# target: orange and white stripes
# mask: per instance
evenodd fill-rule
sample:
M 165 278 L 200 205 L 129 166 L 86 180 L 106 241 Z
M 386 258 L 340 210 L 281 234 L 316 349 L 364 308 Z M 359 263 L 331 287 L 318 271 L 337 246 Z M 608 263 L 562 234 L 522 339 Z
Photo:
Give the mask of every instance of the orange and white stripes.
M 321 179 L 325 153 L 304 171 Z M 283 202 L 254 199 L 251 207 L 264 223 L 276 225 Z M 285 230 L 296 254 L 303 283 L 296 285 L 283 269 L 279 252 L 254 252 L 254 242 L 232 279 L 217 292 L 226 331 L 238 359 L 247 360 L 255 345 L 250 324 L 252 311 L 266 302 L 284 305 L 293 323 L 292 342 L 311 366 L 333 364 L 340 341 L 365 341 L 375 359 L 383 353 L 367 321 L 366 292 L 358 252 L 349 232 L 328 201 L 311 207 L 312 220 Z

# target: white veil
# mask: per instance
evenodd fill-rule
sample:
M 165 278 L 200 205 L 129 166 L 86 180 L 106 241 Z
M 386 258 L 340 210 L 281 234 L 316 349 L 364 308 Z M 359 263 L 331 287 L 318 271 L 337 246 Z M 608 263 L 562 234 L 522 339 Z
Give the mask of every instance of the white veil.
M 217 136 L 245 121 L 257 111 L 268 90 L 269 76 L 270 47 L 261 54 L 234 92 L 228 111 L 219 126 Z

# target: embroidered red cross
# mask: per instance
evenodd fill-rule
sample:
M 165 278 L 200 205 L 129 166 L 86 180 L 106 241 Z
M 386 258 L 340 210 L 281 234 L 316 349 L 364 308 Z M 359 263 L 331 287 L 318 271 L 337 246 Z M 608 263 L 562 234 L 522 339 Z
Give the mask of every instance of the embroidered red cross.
________________________________________
▸ Directions
Copy out every line of the records above word for word, without changing anything.

▸ Task output
# target: orange and white stripes
# mask: per instance
evenodd fill-rule
sample:
M 165 278 L 200 205 L 129 166 L 86 180 L 106 241 Z
M 386 258 L 340 210 L 281 234 L 316 349 L 364 308 Z M 359 263 L 331 287 L 318 271 L 337 246 Z M 608 263 L 562 234 L 522 339 Z
Photo:
Give the mask of every instance of the orange and white stripes.
M 321 179 L 325 153 L 304 171 Z M 283 202 L 254 199 L 251 207 L 264 223 L 276 225 Z M 285 230 L 296 254 L 303 283 L 296 285 L 283 269 L 279 252 L 254 252 L 254 242 L 232 279 L 217 292 L 226 331 L 238 359 L 247 360 L 255 345 L 250 324 L 252 311 L 266 302 L 284 305 L 293 323 L 292 342 L 311 366 L 333 364 L 340 341 L 365 341 L 375 359 L 383 353 L 367 321 L 366 292 L 358 252 L 349 232 L 328 201 L 311 207 L 312 220 Z

# target: white veil
# mask: per instance
evenodd fill-rule
sample:
M 165 278 L 200 205 L 129 166 L 86 180 L 106 241 Z
M 386 258 L 340 210 L 281 234 L 316 349 L 364 308 Z M 359 263 L 331 287 L 318 271 L 337 246 Z M 608 263 L 562 234 L 522 339 Z
Give the mask of every instance of the white veil.
M 217 136 L 245 121 L 257 111 L 268 90 L 269 76 L 270 47 L 261 54 L 234 92 L 228 111 L 219 126 Z

# target: embroidered red cross
# mask: per instance
evenodd fill-rule
sample:
M 165 278 L 200 205 L 129 166 L 86 180 L 106 241 Z
M 386 258 L 340 210 L 281 234 L 316 349 L 364 308 Z M 359 263 L 331 287 L 318 271 L 337 246 Z M 608 263 L 562 234 L 522 339 Z
Give the mask of every instance of the embroidered red cross.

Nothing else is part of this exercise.